§ **Provided text**
________________
In Sunday’s New York Times, Ross Douthat wrote a piece about one of my favorite subjects: the consideration of the existence of life elsewhere in the universe. I have always been fascinated by this subject and, in fact, three of my favorite movies: Close Encounters of the Third Kind, E.T. and Contact all are based on this idea.

Douthat brought the subject up in connection with the news this week that scientists had discovered two planets which they feel are “promising candidates” to contain water and thus, perhaps, some form of life. As he points out, these were not the first of such planets to be identified but they have risen to the top of the list of prospective locations for life based on some criteria that I do not completely understand but am willing to accept without argument.

The columnist raised the issue to encourage us to expand our horizons and to look beyond the tragedies of the past week. Truly, one of the ways that human beings have endured difficult times or continued to have faith despite acts of unspeakable evil is to look to the heavens and realize that we are part of something bigger, allowing ourselves to imagine and to dream. We can not allow such speculation and search to divert our attention from the work we need to do to advance the causes of goodness and to seek justice and peace in our world. But, such visions of exploration and or imagination can inspire us to better things.

I was particularly interested in one specific point that Douthat raised. Writing about the theological implications of discovering life elsewhere, he alluded to the negative view: that even considering life existed elsewhere would be to doubt the uniqueness of human beings created in the “image of God” and would in some way diminish our unique standing in the eyes of our Creator.

But, he also considered the supportive view. A believer in God might hope to find life elsewhere because the idea “that the cosmos might be as empty as it is vast raises troubling questions about what, exactly, its Designer had in mind”.

This is an intriguing thought and one which was captured in very simple language in the movie Contact. “if it is just us…seems like an awful waste of space.”

I am drawn to that idea. I have no theological qualms about believing that could be “others” out there. It is  difficult to imagine why God would create such a massive universe and have only one intelligent being populating one infinitesimally small corner of one galaxy. It is somewhat arrogant to think that God would choose to share his “image” with only one creation.
________________
§ **Stored rows**
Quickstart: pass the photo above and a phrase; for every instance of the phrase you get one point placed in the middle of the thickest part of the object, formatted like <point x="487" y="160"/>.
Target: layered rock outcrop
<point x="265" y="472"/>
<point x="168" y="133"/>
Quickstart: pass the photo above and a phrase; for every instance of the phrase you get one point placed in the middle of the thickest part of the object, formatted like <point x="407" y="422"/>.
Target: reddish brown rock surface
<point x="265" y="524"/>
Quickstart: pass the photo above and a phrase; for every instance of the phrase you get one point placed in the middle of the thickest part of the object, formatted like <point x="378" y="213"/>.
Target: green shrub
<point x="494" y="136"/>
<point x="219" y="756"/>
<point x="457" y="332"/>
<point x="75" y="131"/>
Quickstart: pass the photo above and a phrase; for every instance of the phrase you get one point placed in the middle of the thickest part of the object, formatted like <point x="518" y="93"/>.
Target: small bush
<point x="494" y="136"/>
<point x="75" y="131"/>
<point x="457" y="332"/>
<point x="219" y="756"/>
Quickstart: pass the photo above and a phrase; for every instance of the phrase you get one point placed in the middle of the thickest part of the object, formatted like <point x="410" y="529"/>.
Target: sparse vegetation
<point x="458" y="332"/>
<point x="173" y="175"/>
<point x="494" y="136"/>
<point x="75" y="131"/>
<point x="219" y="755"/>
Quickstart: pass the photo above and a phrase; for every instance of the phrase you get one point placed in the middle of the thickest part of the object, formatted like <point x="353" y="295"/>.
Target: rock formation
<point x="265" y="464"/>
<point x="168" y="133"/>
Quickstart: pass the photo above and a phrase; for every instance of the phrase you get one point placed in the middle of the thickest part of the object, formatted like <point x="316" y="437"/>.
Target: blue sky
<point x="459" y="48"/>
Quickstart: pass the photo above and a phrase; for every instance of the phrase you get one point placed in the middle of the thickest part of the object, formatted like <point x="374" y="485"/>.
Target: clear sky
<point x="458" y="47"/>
________________
§ **What you should do**
In the essay on life elsewhere in the universe, which three favorite movies does the writer say are based on this idea?

§ **Complete response**
Close Encounters of the Third Kind, E.T. and Contact.